=== Work instructions ===
Print each of the rows below verbatim, and leave the pictures out.

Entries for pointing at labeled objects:
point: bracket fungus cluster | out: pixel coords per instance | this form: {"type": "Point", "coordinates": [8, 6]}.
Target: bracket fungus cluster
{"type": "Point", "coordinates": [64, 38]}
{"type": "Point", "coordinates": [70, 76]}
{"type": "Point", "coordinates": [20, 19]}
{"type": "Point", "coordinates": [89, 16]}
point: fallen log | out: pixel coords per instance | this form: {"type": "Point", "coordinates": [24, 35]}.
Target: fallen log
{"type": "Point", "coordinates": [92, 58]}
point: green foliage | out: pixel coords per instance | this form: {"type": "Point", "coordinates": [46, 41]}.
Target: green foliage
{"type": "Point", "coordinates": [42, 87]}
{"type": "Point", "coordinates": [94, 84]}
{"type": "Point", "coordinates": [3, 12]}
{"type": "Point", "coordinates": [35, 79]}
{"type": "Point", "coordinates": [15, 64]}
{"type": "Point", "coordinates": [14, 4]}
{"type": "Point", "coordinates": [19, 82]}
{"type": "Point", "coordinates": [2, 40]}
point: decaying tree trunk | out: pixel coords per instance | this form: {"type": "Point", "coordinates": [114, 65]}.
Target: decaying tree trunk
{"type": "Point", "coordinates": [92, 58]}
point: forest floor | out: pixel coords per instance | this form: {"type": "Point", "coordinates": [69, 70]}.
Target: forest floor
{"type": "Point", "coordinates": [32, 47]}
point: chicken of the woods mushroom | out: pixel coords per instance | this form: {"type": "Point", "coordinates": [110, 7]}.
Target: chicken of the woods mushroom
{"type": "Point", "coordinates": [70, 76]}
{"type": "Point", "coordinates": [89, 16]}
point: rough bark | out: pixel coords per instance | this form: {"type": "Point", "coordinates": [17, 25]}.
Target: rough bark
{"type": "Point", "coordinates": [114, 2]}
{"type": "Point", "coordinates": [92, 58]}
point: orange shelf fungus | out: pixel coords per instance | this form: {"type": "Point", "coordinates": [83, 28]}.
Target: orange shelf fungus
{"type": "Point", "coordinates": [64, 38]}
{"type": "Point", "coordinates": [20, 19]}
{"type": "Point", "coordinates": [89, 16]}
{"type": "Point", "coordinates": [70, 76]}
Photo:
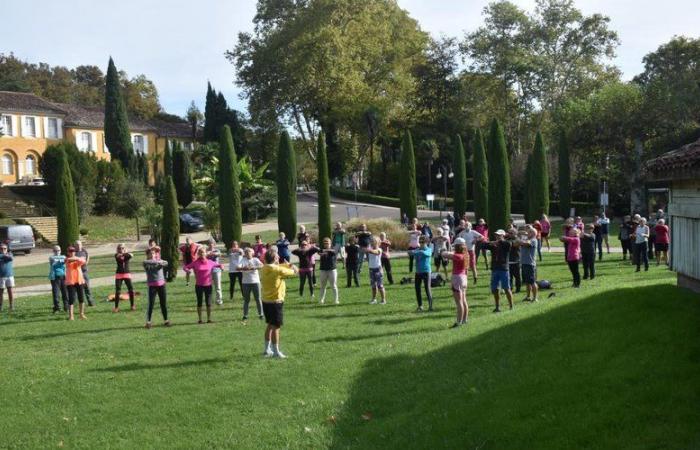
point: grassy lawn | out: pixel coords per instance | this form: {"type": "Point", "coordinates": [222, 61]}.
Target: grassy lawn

=== Solution for this problem ===
point: bracket fungus cluster | out: pixel coords per instance | this form: {"type": "Point", "coordinates": [8, 6]}.
Target: bracket fungus cluster
{"type": "Point", "coordinates": [64, 38]}
{"type": "Point", "coordinates": [70, 76]}
{"type": "Point", "coordinates": [20, 19]}
{"type": "Point", "coordinates": [89, 16]}
point: fallen log | out: pixel coords per instance | this form: {"type": "Point", "coordinates": [24, 35]}.
Target: fallen log
{"type": "Point", "coordinates": [92, 58]}
point: green foliage | out: pixel coords per instance | this form: {"type": "Point", "coordinates": [46, 41]}.
Target: green foliage
{"type": "Point", "coordinates": [42, 87]}
{"type": "Point", "coordinates": [94, 84]}
{"type": "Point", "coordinates": [3, 12]}
{"type": "Point", "coordinates": [35, 79]}
{"type": "Point", "coordinates": [15, 64]}
{"type": "Point", "coordinates": [14, 4]}
{"type": "Point", "coordinates": [19, 82]}
{"type": "Point", "coordinates": [2, 40]}
point: decaying tree trunk | out: pixel coords per instance | this form: {"type": "Point", "coordinates": [114, 65]}.
Target: decaying tree trunk
{"type": "Point", "coordinates": [92, 58]}
point: forest floor | out: pixel coords per instance | this form: {"type": "Point", "coordinates": [69, 70]}.
Target: forest floor
{"type": "Point", "coordinates": [32, 47]}
point: chicken of the woods mushroom | out: pixel coords per instance | this form: {"type": "Point", "coordinates": [110, 7]}.
Target: chicken of the woods mushroom
{"type": "Point", "coordinates": [70, 76]}
{"type": "Point", "coordinates": [89, 16]}
point: rough bark | out: pixel coords per instance | this form: {"type": "Point", "coordinates": [17, 25]}.
Target: rough bark
{"type": "Point", "coordinates": [114, 2]}
{"type": "Point", "coordinates": [92, 58]}
point: orange shelf fungus | out: pixel coords per instance | this form: {"type": "Point", "coordinates": [83, 28]}.
Target: orange shelf fungus
{"type": "Point", "coordinates": [64, 38]}
{"type": "Point", "coordinates": [20, 19]}
{"type": "Point", "coordinates": [89, 16]}
{"type": "Point", "coordinates": [70, 76]}
Photo:
point: grassy lawn | out: pixel coords per instance | this form: {"type": "Point", "coordinates": [222, 61]}.
Target: grassy lawn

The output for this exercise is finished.